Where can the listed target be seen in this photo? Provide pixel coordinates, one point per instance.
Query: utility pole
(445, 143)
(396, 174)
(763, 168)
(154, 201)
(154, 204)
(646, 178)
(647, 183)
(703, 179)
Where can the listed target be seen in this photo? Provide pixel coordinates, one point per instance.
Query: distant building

■ ■ ■ ■

Rewrite the items above, changing every "pixel coordinates" to "image coordinates" and leaving everything else as it is.

WRITTEN RESPONSE –
Where can the listed target be seen in this photo? Provide image coordinates, one point per instance.
Query: utility pole
(445, 143)
(396, 174)
(763, 168)
(154, 201)
(154, 204)
(646, 178)
(647, 183)
(703, 179)
Where can the listed target be seen in this photo? Provide image coordinates, one point per instance.
Query: distant building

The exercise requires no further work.